- Aim of the exercise -
Reproduce every line of the material below verbatim, but leave the pictures out.

- Records to process -
☆ ☆ ☆ ☆
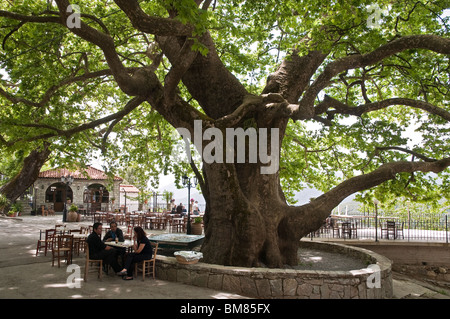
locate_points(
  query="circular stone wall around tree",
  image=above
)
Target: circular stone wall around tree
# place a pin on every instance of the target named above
(372, 282)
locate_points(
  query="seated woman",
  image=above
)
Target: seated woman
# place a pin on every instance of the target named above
(142, 251)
☆ ☆ ☆ ☆
- Response to this task -
locate_points(
  query="circular stone wall around tree",
  image=above
)
Target: circular stone wall around tree
# place a pin on every instance of the target named above
(372, 282)
locate_points(
  query="seated woman",
  image=above
)
Target: seated woman
# place a pin on every instance of the target named above
(142, 251)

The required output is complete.